CONSIGNE 1
Répondez aux questions suivantes à partir du texte sur l'espérance, en reprenant les repères (a), (b) et (c).
(a) À quoi l'espérance spirituelle est-elle comparée lorsqu'elle s'enfouit en nous ?
(b) Sur quelle prière faut-il beaucoup insister au commencement des Exercices spirituels ?
(c) Quelle grâce demande-t-on pour commencer ces Exercices spirituels ?

TEXTE DE LECTURE
□ □ □

Ce
qui nous fait avancer, c'est avant tout le désir de rendre grâce à Dieu et de Le
louer car, après tout, « Sa miséricorde s'étend
d'âge en âge sur ceux qui Le craignent » (Lc
1, 50). Nous nous sentons aussi appelés à la conversion, poussés à demander et
recevoir le pardon de Dieu et heureux de renouveler notre foi, notre espérance
en Ses promesses 1.
À l'école de la Vierge
Marie, c'est par l'action de grâce, l'adoration et la louange que nous faisons
mémoire de la miséricorde du Dieu qui nous soutient. Et l'espérance fondée sur
Lui nous dispose à livrer le bon combat de la foi et de l'Amour, pour le peuple
qui nous est confié.
Au commencement de ces Exercices
spirituels, afin que nous soyons prêts à recevoir le don de l'espérance, il
me faut beaucoup insister sur la prière au Saint-Esprit. Lui sait graver et
imprimer dans nos cœurs tout ce qui est bon.
Cette espérance spirituelle
est beaucoup plus que de l'optimisme. Elle n'est pas tapageuse, elle ne craint
pas le silence. Au contraire, elle s'enfouit en nous comme la sève dans les
racines en hiver. L'espérance est certaine, c'est le Père de la vérité qui nous
la donne. Elle fait la différence entre le bien et le mal. Elle ne voue pas un
culte à la réussite : elle ne verse pas dans l'optimisme ; ni ne se complaît
dans l'échec : elle n'est pas pessimiste. Puisque l'espérance distingue le
bien du mal, elle est appelée au combat ; et elle lutte sans anxiété ni
illusion, avec l'assurance de celui qui sait qu'il poursuit un objectif
certain, ainsi qu'il est dit dans la Bible : « Nous devons rejeter
tout fardeau et le péché qui nous assiège, et courir avec constance l'épreuve
qui nous est proposée » (He
12, 1). C'est précisément ainsi que nous allons commencer ces Exercices
spirituels : en demandant la grâce d'une espérance combative.

□ □ □

LIGNES À TRAITER
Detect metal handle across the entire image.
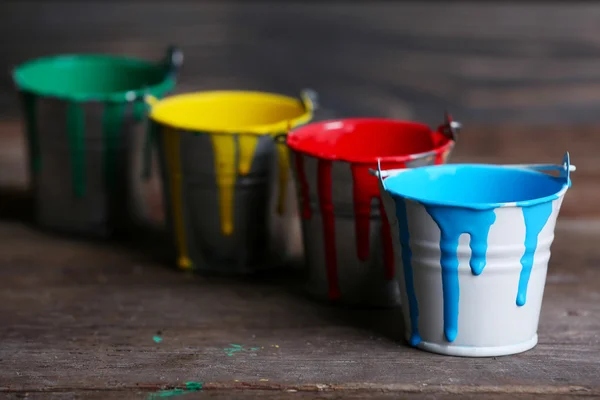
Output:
[369,151,577,180]
[438,110,462,142]
[163,45,184,78]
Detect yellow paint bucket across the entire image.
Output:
[147,91,315,273]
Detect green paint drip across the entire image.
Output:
[21,92,42,173]
[102,103,125,193]
[133,98,148,122]
[142,120,160,180]
[223,343,260,357]
[67,102,86,197]
[148,382,204,400]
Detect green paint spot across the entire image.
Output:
[133,97,148,122]
[67,102,86,197]
[223,343,260,357]
[21,92,42,173]
[148,382,204,400]
[102,103,125,193]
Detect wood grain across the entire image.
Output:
[0,0,600,124]
[0,219,600,395]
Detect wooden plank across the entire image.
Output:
[0,0,600,124]
[0,389,589,400]
[0,220,600,395]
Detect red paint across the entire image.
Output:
[317,160,340,300]
[287,118,454,299]
[294,153,312,219]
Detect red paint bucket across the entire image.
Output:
[287,116,459,306]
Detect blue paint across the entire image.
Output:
[425,206,496,342]
[384,162,571,346]
[517,202,552,307]
[394,197,421,347]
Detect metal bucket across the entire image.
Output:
[378,154,574,357]
[13,47,183,236]
[287,116,458,307]
[148,91,314,273]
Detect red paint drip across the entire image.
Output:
[317,160,340,300]
[379,199,396,280]
[295,153,312,219]
[351,164,404,279]
[350,164,372,261]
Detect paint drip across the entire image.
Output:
[295,153,395,300]
[210,133,289,236]
[395,202,552,346]
[163,128,192,270]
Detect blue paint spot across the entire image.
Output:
[517,202,552,307]
[425,206,496,342]
[394,197,421,347]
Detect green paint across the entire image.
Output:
[148,382,204,400]
[223,343,260,357]
[67,102,86,197]
[142,120,160,180]
[102,103,125,193]
[13,50,176,203]
[21,92,42,173]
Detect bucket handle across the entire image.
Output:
[162,44,184,78]
[273,88,319,144]
[437,110,462,142]
[300,88,319,112]
[369,151,577,183]
[141,93,159,181]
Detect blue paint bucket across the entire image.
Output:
[377,153,574,357]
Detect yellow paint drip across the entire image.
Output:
[277,143,290,215]
[163,129,192,269]
[146,91,313,239]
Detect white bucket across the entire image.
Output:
[377,153,574,357]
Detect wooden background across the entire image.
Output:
[0,0,600,123]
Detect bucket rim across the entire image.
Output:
[148,90,314,136]
[378,163,571,211]
[12,53,177,103]
[287,117,455,165]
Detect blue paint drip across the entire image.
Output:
[517,201,552,307]
[394,197,421,347]
[425,206,496,342]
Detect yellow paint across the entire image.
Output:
[163,129,192,270]
[146,91,314,236]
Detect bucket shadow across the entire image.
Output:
[288,283,408,346]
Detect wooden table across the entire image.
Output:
[0,119,600,399]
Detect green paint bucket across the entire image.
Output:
[13,47,183,236]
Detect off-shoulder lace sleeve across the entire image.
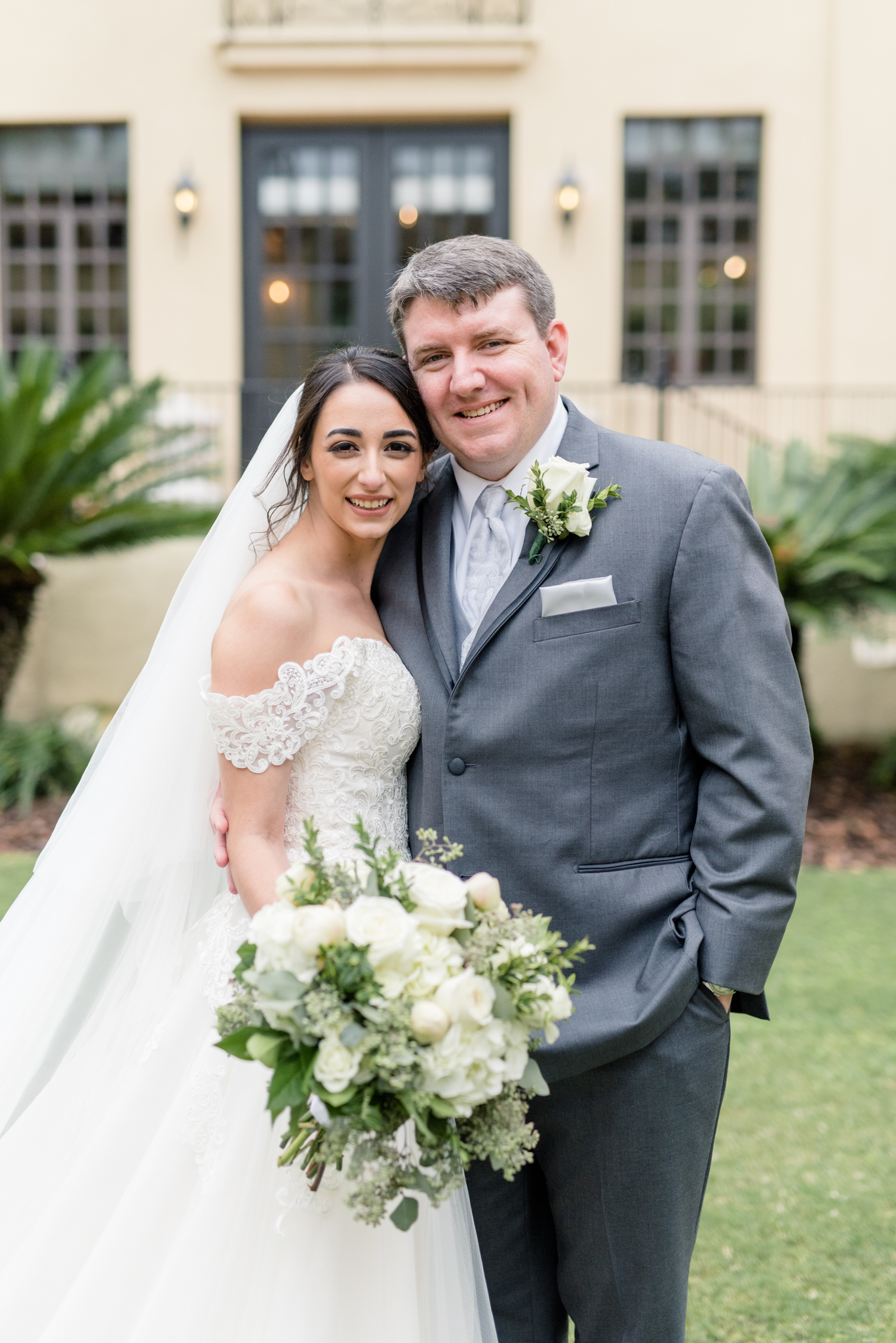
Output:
[199,635,361,774]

□ □ □

CONSIGNE 2
Dans les lignes, et non dans le texte, remplacez « across the entire image » par « in the full image » dans tout ce qui va de la ligne contenant « Detect bucket shadow across the entire image. » jusqu'à la fin des lignes, ces deux bornes comprises, sans rien modifier d'autre. Ne reprenez que ce passage et laissez les images de côté.

RÉSULTAT DE L'EXERCICE 1
(a) À la sève dans les racines en hiver.
(b) Sur la prière au Saint-Esprit.
(c) La grâce d'une espérance combative.

RÉSULTAT DE L'EXERCICE 2
Detect bucket shadow in the full image.
Output:
[288,283,408,346]
Detect wooden table in the full image.
Output:
[0,119,600,399]
Detect green paint bucket in the full image.
Output:
[13,47,183,236]
Detect off-shoulder lace sleeve in the full image.
Output:
[199,635,361,774]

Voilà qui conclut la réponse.